**The problem**
Could you give back the records from the line containing "Can you find the sitting" through the line containing "pixel 326 108", and only those lines, changing "seated footballer" to "sitting footballer" and leaving everything else as it is?

╭─ Entries

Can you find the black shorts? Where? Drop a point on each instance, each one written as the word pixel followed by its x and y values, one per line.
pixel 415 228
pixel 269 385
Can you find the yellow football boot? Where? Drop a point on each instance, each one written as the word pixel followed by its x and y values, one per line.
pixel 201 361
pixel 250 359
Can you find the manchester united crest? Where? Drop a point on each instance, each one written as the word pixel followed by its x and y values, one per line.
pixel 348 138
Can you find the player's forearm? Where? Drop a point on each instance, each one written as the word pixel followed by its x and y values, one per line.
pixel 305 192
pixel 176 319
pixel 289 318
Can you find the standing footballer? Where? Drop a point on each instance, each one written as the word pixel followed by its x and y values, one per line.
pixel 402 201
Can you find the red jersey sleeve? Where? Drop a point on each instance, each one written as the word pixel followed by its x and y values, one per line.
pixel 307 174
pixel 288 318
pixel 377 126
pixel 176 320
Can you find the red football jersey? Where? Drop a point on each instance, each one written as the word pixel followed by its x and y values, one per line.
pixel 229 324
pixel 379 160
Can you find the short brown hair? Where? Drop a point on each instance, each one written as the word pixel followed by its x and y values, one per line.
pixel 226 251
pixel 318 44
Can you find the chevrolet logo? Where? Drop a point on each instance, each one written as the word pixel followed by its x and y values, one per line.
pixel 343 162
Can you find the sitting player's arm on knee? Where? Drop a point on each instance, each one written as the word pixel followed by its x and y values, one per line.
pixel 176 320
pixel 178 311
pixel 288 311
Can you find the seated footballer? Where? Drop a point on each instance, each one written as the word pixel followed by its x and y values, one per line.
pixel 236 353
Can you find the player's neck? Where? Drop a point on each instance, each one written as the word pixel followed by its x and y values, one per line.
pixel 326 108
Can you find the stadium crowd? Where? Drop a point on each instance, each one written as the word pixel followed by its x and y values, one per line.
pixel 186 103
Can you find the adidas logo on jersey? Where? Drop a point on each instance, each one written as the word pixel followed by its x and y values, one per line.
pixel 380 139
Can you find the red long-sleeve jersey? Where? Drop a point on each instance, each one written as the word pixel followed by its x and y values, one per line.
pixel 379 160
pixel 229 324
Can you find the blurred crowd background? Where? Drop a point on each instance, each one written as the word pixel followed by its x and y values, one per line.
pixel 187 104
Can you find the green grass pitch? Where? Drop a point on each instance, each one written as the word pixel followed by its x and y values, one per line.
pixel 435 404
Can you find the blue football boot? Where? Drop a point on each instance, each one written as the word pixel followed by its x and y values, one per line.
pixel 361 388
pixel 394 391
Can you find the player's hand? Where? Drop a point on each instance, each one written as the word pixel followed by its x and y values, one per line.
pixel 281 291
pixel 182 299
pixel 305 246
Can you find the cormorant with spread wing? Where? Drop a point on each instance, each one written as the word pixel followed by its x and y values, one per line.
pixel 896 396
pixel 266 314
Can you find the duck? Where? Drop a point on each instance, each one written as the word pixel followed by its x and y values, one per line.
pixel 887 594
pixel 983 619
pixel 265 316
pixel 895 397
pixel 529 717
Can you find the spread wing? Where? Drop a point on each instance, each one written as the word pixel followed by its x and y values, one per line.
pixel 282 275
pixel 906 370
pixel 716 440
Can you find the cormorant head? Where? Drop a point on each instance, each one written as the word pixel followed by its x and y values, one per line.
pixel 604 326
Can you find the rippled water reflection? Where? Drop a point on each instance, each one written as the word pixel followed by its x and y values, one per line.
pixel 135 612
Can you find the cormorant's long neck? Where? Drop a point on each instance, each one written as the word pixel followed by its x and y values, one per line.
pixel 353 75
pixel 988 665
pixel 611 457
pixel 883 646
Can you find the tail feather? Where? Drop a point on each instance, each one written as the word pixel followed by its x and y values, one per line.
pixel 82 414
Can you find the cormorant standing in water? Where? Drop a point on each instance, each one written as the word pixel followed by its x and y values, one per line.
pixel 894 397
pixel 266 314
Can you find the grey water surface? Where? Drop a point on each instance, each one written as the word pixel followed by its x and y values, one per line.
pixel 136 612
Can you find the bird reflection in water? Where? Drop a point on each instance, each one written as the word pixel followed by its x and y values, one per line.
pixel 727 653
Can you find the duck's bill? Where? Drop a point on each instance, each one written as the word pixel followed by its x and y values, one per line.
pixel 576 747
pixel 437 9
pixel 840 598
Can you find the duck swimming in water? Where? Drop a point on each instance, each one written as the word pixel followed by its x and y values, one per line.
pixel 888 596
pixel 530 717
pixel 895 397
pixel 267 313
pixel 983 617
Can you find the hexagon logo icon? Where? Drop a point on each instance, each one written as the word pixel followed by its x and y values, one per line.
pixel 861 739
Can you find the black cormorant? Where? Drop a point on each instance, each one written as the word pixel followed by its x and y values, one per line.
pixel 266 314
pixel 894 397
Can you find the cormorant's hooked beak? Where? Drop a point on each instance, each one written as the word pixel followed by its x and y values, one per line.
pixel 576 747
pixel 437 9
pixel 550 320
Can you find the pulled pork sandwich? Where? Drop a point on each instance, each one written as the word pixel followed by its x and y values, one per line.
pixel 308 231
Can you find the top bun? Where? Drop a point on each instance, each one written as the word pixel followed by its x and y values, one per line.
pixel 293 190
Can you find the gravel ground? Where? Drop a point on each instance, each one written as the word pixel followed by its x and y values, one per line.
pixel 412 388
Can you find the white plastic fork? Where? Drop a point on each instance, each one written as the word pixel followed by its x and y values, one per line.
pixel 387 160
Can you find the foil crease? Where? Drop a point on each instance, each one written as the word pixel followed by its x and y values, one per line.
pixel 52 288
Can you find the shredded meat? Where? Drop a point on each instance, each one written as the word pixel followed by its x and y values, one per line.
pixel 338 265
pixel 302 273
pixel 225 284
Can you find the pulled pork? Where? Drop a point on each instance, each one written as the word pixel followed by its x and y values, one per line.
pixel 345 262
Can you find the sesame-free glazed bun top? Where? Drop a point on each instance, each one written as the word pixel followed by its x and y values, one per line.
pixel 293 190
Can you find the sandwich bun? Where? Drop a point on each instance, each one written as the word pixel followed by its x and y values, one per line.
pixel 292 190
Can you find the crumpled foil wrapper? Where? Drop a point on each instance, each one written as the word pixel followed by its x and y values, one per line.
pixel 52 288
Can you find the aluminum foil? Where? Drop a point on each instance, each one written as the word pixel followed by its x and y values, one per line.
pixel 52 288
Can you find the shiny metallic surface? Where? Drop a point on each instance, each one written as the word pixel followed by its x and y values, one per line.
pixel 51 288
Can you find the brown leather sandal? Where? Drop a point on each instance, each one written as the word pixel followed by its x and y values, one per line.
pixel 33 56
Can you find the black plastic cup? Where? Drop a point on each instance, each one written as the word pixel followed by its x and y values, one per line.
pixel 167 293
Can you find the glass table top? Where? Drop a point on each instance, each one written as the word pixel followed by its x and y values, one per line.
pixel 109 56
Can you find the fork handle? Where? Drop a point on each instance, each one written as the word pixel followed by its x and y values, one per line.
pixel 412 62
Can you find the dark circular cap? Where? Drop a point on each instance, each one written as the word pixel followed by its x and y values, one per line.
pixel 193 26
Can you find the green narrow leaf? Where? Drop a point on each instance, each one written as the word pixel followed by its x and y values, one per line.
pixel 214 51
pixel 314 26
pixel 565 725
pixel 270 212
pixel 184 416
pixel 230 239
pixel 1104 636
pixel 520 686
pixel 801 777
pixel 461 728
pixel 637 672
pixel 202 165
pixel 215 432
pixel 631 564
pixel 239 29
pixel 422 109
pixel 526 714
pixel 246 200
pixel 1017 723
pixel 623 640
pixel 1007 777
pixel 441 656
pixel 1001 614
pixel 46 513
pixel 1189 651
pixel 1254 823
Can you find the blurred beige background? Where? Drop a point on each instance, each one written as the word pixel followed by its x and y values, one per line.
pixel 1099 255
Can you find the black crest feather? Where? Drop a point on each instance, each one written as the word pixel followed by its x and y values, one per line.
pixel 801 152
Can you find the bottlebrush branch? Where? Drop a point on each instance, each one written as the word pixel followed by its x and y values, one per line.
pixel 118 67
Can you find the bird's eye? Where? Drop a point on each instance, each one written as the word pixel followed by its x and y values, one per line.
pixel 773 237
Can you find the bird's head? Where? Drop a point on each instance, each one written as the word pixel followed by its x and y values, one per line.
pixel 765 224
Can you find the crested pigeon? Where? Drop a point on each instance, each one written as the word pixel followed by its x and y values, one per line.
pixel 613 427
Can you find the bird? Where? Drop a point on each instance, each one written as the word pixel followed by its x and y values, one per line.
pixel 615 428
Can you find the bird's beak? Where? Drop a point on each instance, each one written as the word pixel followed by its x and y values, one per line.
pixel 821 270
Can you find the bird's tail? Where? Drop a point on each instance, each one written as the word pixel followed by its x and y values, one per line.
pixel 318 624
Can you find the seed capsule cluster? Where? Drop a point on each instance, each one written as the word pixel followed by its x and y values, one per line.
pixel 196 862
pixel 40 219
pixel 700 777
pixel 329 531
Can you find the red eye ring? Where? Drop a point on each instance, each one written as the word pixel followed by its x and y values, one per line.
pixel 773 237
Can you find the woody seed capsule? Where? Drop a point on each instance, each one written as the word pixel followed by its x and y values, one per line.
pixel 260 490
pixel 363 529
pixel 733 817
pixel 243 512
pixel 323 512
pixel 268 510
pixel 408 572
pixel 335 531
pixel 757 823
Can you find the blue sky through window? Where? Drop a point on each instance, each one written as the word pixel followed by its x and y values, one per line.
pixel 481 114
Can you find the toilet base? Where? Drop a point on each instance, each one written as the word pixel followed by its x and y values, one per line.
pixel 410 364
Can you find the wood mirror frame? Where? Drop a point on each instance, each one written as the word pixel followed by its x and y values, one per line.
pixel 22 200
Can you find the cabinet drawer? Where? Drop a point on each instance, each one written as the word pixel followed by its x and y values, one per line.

╰─

**Exercise response**
Can you find the sitting player's arm on knee? Where? Drop a point on each instance, each one written as the word pixel followed by its x and y values, one per line.
pixel 176 320
pixel 178 311
pixel 288 311
Can you find the sitting footballer? Where? Drop a point on each instance, each one written as the word pixel followed by its x and y values, one per line.
pixel 236 353
Can you find the player's neck? Where? Drop a point on each instance, each one written as the word pixel followed by its x and y values, one per line.
pixel 326 108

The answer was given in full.